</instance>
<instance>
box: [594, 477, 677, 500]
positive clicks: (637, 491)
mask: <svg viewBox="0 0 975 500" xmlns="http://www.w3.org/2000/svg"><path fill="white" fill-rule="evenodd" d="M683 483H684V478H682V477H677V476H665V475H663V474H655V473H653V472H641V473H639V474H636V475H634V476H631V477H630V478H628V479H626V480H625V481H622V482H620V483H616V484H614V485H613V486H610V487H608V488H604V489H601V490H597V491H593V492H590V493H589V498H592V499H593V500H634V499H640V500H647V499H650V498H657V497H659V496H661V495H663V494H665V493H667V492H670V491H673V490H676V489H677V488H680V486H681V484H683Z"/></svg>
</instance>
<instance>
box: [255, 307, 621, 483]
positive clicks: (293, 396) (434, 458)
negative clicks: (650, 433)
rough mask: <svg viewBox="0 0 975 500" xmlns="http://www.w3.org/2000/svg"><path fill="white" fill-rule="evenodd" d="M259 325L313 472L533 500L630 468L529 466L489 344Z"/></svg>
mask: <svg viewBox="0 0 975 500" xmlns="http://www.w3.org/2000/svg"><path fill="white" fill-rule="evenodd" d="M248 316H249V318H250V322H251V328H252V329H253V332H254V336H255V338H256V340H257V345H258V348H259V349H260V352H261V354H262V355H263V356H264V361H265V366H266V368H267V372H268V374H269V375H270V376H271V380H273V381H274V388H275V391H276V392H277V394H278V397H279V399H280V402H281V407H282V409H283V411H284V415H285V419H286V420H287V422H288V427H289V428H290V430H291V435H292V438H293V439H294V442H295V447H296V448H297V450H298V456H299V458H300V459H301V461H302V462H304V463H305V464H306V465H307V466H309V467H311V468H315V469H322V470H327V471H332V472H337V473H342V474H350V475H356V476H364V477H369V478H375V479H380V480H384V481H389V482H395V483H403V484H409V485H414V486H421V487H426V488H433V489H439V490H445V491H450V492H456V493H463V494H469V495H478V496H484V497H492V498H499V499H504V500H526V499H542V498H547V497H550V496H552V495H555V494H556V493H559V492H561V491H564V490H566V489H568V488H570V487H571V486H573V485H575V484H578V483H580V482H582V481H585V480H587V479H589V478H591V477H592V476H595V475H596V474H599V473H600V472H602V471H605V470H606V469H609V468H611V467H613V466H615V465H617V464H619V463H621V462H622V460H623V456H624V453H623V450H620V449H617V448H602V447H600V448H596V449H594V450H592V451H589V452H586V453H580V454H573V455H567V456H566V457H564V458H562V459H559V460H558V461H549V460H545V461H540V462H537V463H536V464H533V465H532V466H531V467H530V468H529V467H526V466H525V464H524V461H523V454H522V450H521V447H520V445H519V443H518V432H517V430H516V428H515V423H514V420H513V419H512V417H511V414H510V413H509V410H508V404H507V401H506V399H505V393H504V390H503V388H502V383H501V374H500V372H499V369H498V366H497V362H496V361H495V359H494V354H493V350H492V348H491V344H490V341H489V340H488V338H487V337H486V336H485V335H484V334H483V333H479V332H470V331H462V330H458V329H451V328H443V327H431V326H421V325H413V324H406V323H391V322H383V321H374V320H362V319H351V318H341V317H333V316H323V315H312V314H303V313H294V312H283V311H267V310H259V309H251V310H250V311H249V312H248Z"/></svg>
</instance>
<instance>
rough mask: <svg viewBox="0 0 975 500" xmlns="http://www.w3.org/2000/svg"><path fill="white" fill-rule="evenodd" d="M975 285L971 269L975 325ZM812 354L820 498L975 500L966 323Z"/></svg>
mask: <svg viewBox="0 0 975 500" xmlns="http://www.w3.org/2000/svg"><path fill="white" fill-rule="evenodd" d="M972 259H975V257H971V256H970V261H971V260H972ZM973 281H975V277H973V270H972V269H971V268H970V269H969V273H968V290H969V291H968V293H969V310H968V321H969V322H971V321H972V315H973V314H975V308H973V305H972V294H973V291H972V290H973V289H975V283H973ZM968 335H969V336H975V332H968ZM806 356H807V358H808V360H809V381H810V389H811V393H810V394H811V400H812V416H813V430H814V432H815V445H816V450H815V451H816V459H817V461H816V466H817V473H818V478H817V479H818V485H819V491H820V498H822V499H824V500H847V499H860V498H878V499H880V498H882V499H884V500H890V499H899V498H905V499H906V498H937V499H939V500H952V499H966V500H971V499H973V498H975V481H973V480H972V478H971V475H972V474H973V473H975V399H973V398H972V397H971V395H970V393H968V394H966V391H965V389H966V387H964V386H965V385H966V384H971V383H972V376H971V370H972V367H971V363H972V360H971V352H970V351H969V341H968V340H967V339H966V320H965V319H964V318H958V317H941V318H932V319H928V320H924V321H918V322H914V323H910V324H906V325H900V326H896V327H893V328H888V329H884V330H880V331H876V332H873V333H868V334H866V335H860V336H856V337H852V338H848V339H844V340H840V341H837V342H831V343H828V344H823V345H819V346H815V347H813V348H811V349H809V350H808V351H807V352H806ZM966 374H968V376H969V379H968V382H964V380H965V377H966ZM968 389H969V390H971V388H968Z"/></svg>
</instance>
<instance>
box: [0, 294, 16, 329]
********
Give back the material in full, word for word.

== EXPECTED ANSWER ==
</instance>
<instance>
box: [594, 477, 677, 500]
positive clicks: (637, 491)
mask: <svg viewBox="0 0 975 500" xmlns="http://www.w3.org/2000/svg"><path fill="white" fill-rule="evenodd" d="M683 483H684V478H682V477H677V476H665V475H663V474H655V473H653V472H641V473H639V474H636V475H634V476H631V477H630V478H628V479H626V480H625V481H622V482H620V483H616V484H614V485H613V486H610V487H608V488H604V489H601V490H597V491H593V492H590V493H589V498H592V499H593V500H634V499H640V500H647V499H650V498H657V497H659V496H661V495H663V494H665V493H667V492H670V491H673V490H676V489H677V488H680V486H681V484H683Z"/></svg>
</instance>
<instance>
box: [255, 307, 621, 483]
positive clicks: (293, 396) (434, 458)
negative clicks: (650, 433)
rough mask: <svg viewBox="0 0 975 500" xmlns="http://www.w3.org/2000/svg"><path fill="white" fill-rule="evenodd" d="M259 325L313 472L533 500L630 468L529 466L489 344Z"/></svg>
mask: <svg viewBox="0 0 975 500" xmlns="http://www.w3.org/2000/svg"><path fill="white" fill-rule="evenodd" d="M248 316H249V318H250V322H251V328H252V329H253V332H254V336H255V338H256V340H257V345H258V348H259V349H260V352H261V354H262V355H263V356H264V361H265V366H266V368H267V372H268V374H269V375H270V376H271V380H273V381H274V388H275V391H276V392H277V394H278V397H279V399H280V402H281V407H282V409H283V411H284V415H285V419H286V420H287V422H288V427H289V428H290V430H291V435H292V438H293V439H294V442H295V447H296V448H297V450H298V456H299V458H300V459H301V461H302V462H304V463H305V464H306V465H307V466H309V467H311V468H315V469H322V470H327V471H332V472H337V473H342V474H350V475H356V476H364V477H369V478H375V479H380V480H384V481H389V482H395V483H403V484H409V485H414V486H421V487H426V488H433V489H439V490H445V491H450V492H456V493H463V494H469V495H478V496H484V497H492V498H499V499H504V500H526V499H542V498H547V497H550V496H552V495H555V494H556V493H559V492H561V491H564V490H566V489H568V488H570V487H571V486H573V485H575V484H578V483H580V482H582V481H585V480H587V479H589V478H591V477H592V476H595V475H596V474H599V473H600V472H602V471H605V470H606V469H609V468H611V467H613V466H615V465H617V464H619V463H621V462H622V460H623V456H624V453H623V450H620V449H617V448H602V447H600V448H596V449H594V450H592V451H589V452H586V453H580V454H573V455H567V456H566V457H564V458H562V459H559V460H558V461H549V460H545V461H540V462H537V463H536V464H533V465H532V466H531V467H530V468H529V467H526V466H525V464H524V461H523V454H522V450H521V447H520V445H519V443H518V432H517V430H516V428H515V423H514V420H513V419H512V417H511V414H510V413H509V410H508V404H507V401H506V399H505V393H504V390H503V388H502V383H501V374H500V372H499V369H498V366H497V362H496V361H495V359H494V354H493V350H492V348H491V344H490V341H489V340H488V338H487V337H486V336H485V335H484V334H483V333H479V332H470V331H462V330H458V329H451V328H443V327H431V326H421V325H413V324H406V323H391V322H383V321H374V320H362V319H351V318H341V317H333V316H323V315H312V314H303V313H294V312H283V311H267V310H259V309H251V310H250V311H249V312H248Z"/></svg>
</instance>
<instance>
rough mask: <svg viewBox="0 0 975 500" xmlns="http://www.w3.org/2000/svg"><path fill="white" fill-rule="evenodd" d="M975 285L971 269L975 325ZM812 354L820 498L975 500L966 323Z"/></svg>
mask: <svg viewBox="0 0 975 500" xmlns="http://www.w3.org/2000/svg"><path fill="white" fill-rule="evenodd" d="M972 259H975V257H971V256H970V261H971V260H972ZM973 281H975V277H973V270H972V269H971V268H970V269H969V273H968V290H969V291H968V293H969V310H968V321H969V322H971V321H972V315H973V314H975V308H973V305H972V294H973V291H972V290H973V289H975V283H973ZM968 335H969V336H975V332H968ZM806 356H807V358H808V360H809V381H810V389H811V393H810V394H811V400H812V416H813V430H814V432H815V445H816V450H815V451H816V459H817V461H816V466H817V473H818V478H817V479H818V485H819V491H820V498H822V499H824V500H847V499H860V498H878V499H880V498H882V499H884V500H890V499H899V498H905V499H906V498H937V499H939V500H952V499H966V500H971V499H973V498H975V481H973V480H972V478H971V475H972V474H973V473H975V399H973V398H972V397H971V395H970V393H968V394H966V391H965V389H966V387H964V386H965V385H966V384H971V383H972V376H971V370H972V367H971V363H972V360H971V352H970V351H969V341H968V340H967V339H966V320H965V319H964V318H958V317H941V318H932V319H928V320H924V321H918V322H914V323H910V324H906V325H900V326H896V327H893V328H888V329H884V330H880V331H876V332H873V333H868V334H866V335H860V336H856V337H852V338H848V339H844V340H840V341H837V342H831V343H828V344H823V345H819V346H815V347H813V348H811V349H809V350H808V351H807V352H806ZM966 374H968V376H969V379H968V382H964V380H965V377H966ZM968 389H969V390H971V388H968Z"/></svg>
</instance>
<instance>
box: [0, 294, 16, 329]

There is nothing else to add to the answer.